___ MATERIAL PROVIDED ___

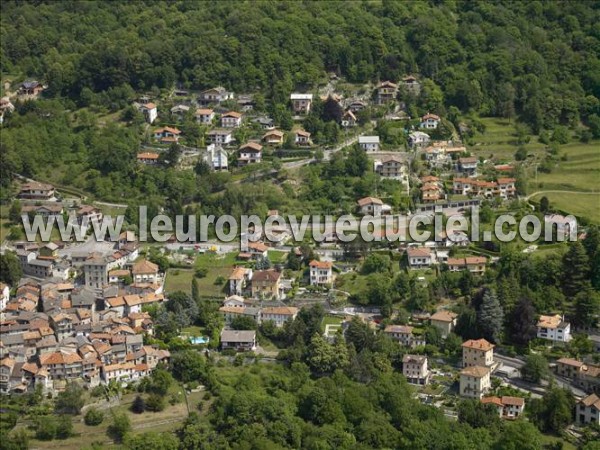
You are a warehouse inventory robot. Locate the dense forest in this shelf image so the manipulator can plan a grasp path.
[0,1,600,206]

___
___ MATERIAL PROVIDED ___

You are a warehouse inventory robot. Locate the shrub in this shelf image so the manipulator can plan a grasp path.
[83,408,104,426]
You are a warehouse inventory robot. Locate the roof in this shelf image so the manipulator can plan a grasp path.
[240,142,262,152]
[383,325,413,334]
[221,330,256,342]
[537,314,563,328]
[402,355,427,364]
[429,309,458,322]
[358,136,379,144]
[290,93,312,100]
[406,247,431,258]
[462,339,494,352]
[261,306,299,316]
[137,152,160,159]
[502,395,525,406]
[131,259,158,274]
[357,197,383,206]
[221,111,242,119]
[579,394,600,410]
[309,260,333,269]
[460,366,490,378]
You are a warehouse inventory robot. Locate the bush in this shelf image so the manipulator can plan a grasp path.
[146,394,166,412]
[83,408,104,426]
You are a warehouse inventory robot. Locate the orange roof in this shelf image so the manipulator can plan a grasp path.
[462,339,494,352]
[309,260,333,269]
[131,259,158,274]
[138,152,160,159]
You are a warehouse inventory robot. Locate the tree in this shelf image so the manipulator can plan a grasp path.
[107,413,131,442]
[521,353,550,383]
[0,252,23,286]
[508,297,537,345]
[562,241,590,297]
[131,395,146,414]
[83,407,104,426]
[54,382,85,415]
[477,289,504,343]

___
___ MATERIAL PROVIDED ___

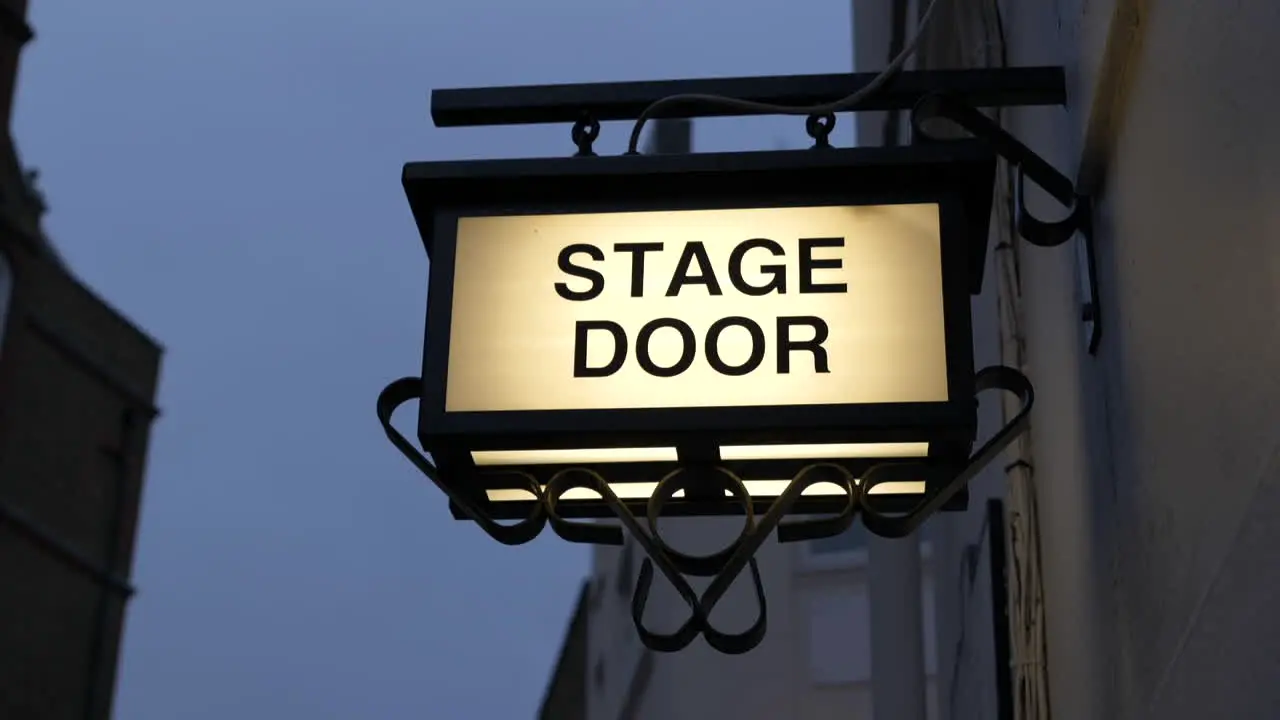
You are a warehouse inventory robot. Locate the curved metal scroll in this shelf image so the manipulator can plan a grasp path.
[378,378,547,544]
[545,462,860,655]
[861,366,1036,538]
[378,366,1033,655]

___

STATED GOAL –
Give again the part that opens with the line containing "You are a warehouse inventory robot. Locate the dense" and closes with the line containing "[0,1,600,206]". In those lines, swap "manipulator" for "robotic arm" and leave everything else unchanged.

WRITTEN SOLUTION –
You are a warehouse inventory robot. Locate the dense forest in this shelf image so the robotic arm can plan a grasp path.
[0,1,600,206]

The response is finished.